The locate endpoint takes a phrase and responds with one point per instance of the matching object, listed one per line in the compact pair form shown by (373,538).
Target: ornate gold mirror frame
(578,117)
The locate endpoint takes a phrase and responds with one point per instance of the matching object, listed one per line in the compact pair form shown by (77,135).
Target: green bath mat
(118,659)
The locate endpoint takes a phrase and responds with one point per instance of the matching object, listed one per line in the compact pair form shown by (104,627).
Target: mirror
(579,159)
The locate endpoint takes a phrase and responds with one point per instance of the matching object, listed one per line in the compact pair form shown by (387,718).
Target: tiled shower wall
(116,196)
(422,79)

==

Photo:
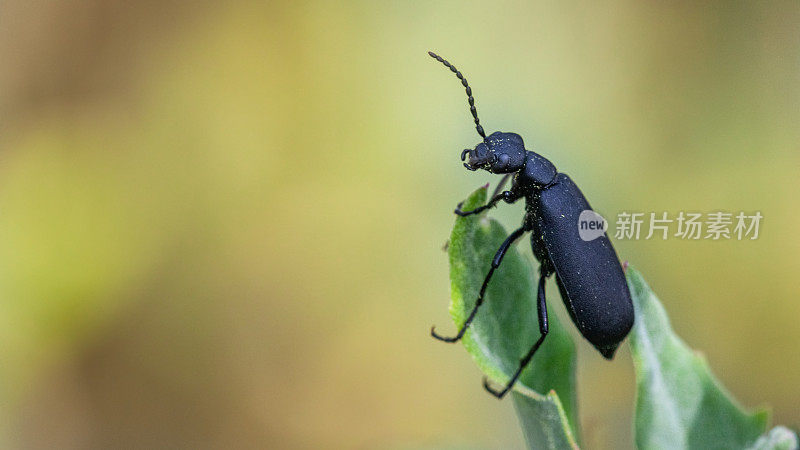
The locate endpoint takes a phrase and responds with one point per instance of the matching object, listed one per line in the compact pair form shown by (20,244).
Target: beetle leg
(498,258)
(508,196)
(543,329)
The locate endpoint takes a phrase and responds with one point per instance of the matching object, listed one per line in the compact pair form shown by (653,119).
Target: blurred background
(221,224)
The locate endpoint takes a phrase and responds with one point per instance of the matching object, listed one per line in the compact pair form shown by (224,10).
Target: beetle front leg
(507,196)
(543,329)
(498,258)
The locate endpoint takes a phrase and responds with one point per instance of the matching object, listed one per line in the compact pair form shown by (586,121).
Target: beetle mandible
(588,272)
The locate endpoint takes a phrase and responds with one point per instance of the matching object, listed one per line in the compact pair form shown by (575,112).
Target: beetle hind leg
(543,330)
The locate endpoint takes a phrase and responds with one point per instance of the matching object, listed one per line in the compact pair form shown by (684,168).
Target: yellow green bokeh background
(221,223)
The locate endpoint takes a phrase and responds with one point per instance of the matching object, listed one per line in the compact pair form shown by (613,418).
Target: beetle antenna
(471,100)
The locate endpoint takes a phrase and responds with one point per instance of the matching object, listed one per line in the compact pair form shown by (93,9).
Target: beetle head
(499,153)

==

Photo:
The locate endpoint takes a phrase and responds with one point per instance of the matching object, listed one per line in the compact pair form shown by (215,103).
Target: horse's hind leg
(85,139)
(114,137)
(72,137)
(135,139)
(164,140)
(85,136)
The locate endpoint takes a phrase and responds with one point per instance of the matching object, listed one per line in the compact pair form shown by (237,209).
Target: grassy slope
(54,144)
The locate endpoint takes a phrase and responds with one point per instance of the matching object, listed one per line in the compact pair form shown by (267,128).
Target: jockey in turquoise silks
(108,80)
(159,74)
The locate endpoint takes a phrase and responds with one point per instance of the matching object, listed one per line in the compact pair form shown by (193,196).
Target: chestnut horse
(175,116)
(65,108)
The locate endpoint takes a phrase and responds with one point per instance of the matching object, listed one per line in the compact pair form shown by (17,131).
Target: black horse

Task item – Copy back the listing above exactly, but only from the line with "shown by (373,538)." through the line with "shown by (77,135).", both ends included.

Response –
The locate endpoint takes a phrase and responds with one point per instance of the matching object, listed one per line in the compact pair form shown by (373,538).
Target: ornate gold mirror frame
(578,117)
The locate endpoint takes a phrase and responds with one point per instance of the matching object, listed one per line in the compact pair form shown by (77,135).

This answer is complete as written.